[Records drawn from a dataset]
━━━━━━━━
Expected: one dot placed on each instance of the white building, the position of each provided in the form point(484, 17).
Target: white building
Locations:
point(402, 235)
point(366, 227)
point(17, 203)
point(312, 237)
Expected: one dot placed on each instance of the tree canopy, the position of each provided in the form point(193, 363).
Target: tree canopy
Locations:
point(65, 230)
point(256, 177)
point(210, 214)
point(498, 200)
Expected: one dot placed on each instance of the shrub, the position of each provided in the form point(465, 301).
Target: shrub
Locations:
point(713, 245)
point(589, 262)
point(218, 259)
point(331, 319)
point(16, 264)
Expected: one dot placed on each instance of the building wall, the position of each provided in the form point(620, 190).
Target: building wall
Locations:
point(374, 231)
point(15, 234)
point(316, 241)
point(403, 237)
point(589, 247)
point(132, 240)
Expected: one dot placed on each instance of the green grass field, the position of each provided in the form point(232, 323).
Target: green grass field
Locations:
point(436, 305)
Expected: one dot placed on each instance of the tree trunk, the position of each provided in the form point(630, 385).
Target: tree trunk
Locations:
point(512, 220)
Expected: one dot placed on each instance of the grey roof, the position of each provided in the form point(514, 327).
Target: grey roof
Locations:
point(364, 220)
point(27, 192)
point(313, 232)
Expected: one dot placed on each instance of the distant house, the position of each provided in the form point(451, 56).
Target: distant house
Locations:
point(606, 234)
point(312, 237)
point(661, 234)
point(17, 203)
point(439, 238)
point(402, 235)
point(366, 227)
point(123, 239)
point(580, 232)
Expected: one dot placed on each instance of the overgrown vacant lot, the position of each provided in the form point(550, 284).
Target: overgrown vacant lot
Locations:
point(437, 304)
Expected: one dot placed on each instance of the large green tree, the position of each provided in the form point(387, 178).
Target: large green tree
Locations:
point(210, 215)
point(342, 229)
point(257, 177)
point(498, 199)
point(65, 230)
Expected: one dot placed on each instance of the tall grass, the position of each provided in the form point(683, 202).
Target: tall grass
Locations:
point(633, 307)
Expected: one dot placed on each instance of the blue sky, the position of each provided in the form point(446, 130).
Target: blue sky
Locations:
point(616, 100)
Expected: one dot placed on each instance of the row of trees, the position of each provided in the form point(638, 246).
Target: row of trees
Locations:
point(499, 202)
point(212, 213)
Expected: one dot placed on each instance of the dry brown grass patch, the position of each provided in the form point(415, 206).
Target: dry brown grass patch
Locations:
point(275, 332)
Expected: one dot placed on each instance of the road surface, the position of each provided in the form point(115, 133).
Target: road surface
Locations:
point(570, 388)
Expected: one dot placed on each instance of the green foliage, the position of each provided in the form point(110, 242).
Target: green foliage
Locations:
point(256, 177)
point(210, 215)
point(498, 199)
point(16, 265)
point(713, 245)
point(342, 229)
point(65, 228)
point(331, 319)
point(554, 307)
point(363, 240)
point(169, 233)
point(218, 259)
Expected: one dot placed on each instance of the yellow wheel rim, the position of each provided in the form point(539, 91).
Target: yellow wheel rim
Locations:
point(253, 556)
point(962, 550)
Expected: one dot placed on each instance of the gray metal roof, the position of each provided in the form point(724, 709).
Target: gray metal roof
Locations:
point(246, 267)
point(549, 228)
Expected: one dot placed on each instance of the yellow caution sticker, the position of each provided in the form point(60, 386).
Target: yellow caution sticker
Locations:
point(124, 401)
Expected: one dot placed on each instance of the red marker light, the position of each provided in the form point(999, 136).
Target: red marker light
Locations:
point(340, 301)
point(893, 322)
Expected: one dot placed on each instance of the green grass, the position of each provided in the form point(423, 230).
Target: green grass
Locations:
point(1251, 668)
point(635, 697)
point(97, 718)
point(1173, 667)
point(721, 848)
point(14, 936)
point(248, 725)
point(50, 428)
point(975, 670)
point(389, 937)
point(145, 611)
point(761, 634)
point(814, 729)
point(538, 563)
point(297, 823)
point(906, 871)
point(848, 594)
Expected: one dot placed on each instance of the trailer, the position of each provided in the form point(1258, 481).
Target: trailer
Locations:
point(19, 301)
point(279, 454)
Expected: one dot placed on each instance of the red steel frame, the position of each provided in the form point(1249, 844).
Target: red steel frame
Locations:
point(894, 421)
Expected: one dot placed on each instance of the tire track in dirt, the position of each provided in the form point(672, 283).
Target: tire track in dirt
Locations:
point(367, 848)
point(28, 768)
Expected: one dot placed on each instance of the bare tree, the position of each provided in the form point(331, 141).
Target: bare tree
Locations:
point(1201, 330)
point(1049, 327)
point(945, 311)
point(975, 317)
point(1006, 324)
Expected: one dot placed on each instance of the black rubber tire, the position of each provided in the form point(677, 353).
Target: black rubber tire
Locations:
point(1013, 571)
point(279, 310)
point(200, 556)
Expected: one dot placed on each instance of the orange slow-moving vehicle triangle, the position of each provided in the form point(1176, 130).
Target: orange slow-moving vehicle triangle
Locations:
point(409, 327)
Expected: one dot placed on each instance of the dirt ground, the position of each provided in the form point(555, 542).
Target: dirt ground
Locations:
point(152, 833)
━━━━━━━━
## Instructions for the task
The first line of the records and every line down to the line with "Expected: one dot placed on each instance of the building" must be quoted exactly; leave out all else.

## Solution for this problem
Expected: one dot placed on each instance of the white building, the position of each provided in the form point(484, 17).
Target: white building
Locations:
point(402, 235)
point(366, 227)
point(17, 203)
point(312, 237)
Expected: one dot placed on each instance of the tree canopy, the position of each provided in the form point(193, 363).
Target: tree canopy
Locations:
point(65, 230)
point(256, 177)
point(210, 214)
point(498, 200)
Expected: one dot placed on each instance of the shrub, the position of each provided in the form point(465, 301).
Target: shrub
Locations:
point(713, 245)
point(589, 262)
point(218, 259)
point(331, 319)
point(16, 264)
Expected: one dot placed on each instance of the building wall, the position of each provided in the form point(620, 190).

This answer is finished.